• **Available data**
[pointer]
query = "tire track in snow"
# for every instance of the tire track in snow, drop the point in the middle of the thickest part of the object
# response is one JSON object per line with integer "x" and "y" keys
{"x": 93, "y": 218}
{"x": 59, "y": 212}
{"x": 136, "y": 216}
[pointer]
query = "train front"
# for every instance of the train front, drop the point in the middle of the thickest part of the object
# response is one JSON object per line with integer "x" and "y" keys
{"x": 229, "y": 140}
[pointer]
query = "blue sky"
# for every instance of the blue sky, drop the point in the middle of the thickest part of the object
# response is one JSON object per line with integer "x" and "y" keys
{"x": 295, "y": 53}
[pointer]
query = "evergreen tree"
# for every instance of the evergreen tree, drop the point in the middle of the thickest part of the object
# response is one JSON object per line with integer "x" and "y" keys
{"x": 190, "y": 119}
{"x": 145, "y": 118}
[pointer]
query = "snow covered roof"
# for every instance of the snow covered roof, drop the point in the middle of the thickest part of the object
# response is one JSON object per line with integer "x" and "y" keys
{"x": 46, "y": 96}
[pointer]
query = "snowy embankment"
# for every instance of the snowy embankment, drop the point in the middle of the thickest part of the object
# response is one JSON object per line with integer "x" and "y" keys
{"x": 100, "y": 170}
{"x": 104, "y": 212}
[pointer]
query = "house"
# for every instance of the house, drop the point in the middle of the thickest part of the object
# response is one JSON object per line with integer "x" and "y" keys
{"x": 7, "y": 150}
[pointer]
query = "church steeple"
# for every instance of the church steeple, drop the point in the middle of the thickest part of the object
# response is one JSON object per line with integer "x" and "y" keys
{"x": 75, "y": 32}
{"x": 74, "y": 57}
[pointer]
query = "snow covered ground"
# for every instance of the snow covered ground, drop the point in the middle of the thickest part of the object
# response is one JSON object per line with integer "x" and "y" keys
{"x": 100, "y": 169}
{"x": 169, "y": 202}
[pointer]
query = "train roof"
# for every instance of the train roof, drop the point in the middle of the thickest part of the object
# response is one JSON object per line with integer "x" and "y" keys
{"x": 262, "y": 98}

...

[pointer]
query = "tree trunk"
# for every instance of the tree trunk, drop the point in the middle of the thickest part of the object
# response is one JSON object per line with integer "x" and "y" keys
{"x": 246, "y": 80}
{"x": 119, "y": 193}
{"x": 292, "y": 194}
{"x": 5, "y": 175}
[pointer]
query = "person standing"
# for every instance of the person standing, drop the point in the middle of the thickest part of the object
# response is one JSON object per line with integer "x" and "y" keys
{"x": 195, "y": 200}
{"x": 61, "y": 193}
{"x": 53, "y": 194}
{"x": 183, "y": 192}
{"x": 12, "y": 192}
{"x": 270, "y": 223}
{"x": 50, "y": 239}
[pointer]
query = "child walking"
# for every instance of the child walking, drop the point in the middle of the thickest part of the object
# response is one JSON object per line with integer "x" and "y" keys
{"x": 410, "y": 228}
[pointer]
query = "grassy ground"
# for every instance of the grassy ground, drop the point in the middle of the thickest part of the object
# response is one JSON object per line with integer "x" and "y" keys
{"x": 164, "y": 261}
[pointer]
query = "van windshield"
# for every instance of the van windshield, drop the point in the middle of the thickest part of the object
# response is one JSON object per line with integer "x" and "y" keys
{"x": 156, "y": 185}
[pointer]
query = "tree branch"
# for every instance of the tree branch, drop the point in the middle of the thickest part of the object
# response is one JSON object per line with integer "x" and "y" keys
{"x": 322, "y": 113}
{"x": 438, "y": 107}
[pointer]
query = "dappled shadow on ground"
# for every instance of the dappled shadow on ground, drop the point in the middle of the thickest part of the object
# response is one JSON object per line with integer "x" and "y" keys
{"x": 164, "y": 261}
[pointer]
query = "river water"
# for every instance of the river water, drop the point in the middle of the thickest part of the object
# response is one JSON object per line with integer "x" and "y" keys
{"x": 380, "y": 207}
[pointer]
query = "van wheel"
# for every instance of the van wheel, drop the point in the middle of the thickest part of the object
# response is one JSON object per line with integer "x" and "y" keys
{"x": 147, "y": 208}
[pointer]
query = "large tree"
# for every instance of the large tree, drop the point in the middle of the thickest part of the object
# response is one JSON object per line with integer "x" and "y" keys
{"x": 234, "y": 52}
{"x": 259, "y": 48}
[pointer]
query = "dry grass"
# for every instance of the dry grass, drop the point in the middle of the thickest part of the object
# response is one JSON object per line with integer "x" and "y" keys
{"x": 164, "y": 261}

• **Work required**
Work through the records above. Copy every line with the string "snowy".

• **Written answer**
query = "snowy embankment"
# for every instance of the snowy embankment, drop the point in the middle of the thickest part of the object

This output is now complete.